EXTRACT PROVIDED: Begin

Spokesman for US Central Command, Captain Bill Urban, said the military had conducted a drone strike against an IS member in Afghanistan’s Nangahar Province, which borders Pakistan.

He said, “The US military forces conducted an over-the-horizon counterterrorism operation today against an ISIS-K planner.

“Initial indications are that we killed the target. We know of no civilian casualties.”

The US has not named the ‘planner’ it killed.

It is not clear if the fighter was involved in the devastating blast at the airport, which the Islamic State’s Afghanistan branch, ISIS-K, claimed responsibility for.

The blast killed as many as 170 Afghans and 13 American service members.

This is a swift action based on President Joe Biden’s promise to retaliate the deadly suicide bombing carried out by the Taliban at Kabul airport on Thursday.

Associated Press reports that the strike came amid what the White House called indications that IS planned to strike again as the US-led evacuation from Kabul airport moved into its final days. Biden has set Tuesday as his deadline for completing the exit.

Biden authorised the drone strike and it was ordered by Defence Secretary Lloyd Austin, a defense official said, speaking on condition of anonymity to provide details not yet publicly announced.

The airstrike was launched from beyond Afghanistan less than 48 hours after the devastating Kabul attack that killed 13 Americans and scores of Afghans with just days left in a final U.S. withdrawal after 20 years of war. U.S. Central Command provided few details; it said it believed its strike killed no civilians.

The speed with which the US military retaliated reflected its close monitoring of IS and years of experience in targeting extremists in remote parts of the world.

But it also shows the limits of U.S. power to eliminate extremist threats, which some believe will have more freedom of movement in Afghanistan now that the Taliban is in power.

Central Command said the drone strike was conducted in Nangarhar province against an IS member believed to be involved in planning attacks against the United States in Kabul. The strike killed one individual, spokesman Navy Capt. William Urban said.

The airstrike came after Biden declared Thursday that perpetrators of the attack would not be able to hide. “We will hunt you down and make you pay,” he said. Pentagon leaders told reporters on Friday that they were prepared for whatever retaliatory action the president ordered.

EXTRACT PROVIDED: End
DATA EXTRACTS: Begin

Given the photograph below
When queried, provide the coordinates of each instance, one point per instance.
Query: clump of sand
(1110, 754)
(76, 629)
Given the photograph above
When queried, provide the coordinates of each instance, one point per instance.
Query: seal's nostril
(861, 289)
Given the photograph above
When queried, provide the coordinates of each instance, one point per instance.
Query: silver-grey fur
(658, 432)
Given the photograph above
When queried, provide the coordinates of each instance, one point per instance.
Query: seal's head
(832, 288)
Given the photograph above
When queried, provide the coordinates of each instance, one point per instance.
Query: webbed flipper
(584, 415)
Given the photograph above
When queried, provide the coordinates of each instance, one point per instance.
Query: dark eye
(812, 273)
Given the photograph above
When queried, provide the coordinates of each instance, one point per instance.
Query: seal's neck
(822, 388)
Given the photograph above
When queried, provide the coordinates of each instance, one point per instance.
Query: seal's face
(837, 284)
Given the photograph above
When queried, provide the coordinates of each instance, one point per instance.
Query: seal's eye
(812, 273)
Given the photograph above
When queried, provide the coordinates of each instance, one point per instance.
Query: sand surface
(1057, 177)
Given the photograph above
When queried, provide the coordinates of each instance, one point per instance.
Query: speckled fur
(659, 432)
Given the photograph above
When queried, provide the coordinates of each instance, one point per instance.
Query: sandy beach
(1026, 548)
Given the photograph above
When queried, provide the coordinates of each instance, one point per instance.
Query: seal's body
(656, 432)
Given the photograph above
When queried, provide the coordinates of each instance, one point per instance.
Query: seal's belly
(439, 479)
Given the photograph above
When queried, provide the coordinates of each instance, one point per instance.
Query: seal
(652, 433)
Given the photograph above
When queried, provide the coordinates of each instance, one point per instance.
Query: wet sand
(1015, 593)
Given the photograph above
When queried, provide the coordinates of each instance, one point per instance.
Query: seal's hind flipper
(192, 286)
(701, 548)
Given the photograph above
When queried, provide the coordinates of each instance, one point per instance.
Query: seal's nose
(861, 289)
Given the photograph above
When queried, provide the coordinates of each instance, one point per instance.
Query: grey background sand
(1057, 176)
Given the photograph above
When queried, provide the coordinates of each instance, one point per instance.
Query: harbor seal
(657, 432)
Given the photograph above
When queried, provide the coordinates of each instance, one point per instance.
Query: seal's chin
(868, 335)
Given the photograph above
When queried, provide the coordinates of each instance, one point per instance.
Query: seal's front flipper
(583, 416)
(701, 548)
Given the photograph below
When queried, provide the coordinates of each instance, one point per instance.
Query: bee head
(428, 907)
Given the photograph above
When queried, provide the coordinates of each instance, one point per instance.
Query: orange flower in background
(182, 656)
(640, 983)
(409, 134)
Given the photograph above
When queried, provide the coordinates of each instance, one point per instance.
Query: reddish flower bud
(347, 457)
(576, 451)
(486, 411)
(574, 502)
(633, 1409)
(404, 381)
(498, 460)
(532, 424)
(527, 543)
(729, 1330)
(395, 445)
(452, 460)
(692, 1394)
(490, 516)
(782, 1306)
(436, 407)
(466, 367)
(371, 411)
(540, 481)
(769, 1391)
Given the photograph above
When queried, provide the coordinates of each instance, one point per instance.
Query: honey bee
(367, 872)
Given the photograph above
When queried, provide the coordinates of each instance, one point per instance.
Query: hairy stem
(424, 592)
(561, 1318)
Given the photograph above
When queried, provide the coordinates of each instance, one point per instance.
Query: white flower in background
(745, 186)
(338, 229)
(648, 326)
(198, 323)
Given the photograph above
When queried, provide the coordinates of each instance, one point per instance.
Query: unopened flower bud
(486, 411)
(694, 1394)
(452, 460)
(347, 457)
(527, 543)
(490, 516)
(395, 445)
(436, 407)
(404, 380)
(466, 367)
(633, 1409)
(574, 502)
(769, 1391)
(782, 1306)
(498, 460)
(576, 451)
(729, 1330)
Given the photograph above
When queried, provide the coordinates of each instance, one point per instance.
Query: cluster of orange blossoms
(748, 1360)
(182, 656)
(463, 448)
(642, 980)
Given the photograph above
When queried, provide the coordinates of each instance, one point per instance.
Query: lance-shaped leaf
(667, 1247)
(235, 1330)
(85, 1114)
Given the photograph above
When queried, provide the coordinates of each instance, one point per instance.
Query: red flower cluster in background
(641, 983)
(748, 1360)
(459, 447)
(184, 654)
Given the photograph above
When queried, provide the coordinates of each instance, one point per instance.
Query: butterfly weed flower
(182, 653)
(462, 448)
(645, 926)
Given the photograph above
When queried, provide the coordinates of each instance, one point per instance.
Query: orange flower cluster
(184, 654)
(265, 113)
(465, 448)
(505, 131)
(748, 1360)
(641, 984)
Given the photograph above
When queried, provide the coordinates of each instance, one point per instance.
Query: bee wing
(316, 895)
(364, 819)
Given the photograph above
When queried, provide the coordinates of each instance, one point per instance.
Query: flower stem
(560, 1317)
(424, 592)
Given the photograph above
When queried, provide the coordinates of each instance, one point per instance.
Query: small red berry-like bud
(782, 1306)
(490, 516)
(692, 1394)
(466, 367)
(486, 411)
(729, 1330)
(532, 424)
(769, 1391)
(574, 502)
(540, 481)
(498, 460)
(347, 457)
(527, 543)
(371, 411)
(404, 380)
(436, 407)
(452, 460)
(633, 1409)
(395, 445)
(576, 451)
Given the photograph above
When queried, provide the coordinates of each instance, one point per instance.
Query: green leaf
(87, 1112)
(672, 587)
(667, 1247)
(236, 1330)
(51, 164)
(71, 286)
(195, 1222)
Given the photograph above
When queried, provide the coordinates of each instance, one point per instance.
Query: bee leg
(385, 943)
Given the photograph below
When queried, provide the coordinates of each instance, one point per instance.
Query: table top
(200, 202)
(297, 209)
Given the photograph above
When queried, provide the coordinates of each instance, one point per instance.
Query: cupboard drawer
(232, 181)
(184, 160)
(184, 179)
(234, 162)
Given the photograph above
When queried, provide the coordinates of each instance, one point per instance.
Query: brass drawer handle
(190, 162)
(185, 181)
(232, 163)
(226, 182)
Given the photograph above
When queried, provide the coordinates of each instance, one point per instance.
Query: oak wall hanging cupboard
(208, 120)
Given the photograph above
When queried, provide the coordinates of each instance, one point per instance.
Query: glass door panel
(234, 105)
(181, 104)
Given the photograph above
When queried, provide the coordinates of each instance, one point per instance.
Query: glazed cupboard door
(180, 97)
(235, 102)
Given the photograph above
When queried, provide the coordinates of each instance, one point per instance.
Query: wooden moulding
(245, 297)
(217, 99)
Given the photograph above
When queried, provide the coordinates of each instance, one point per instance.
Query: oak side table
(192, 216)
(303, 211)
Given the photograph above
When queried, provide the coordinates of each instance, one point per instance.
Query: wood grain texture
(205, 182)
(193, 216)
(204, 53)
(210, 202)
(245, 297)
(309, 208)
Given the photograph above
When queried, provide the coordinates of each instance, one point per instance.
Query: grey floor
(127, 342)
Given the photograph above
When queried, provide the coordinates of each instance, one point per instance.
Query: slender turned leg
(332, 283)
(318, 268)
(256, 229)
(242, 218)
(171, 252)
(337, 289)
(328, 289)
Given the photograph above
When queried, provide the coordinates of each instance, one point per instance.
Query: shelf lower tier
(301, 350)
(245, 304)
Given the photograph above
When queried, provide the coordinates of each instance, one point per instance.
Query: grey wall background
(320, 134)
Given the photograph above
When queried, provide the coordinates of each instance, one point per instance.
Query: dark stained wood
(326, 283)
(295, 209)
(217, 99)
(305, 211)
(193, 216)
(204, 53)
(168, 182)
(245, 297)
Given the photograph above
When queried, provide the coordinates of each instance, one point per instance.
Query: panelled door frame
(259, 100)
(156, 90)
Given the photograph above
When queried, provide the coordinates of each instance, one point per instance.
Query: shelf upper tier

DATA EXTRACTS: End

# WORK TO BE COMPLETED:
Summarize the news report about the drone strike in Afghanistan in two sentences.

# TASK RESULT:
The US military carried out a drone strike in Afghanistan's Nangarhar Province against an ISIS-K planner less than 48 hours after the Kabul airport blast, which ISIS-K claimed and which killed as many as 170 Afghans and 13 American service members. Central Command said the strike killed one individual and that it knew of no civilian casualties, but the US has not named the target, and it is not clear whether he was involved in the airport attack.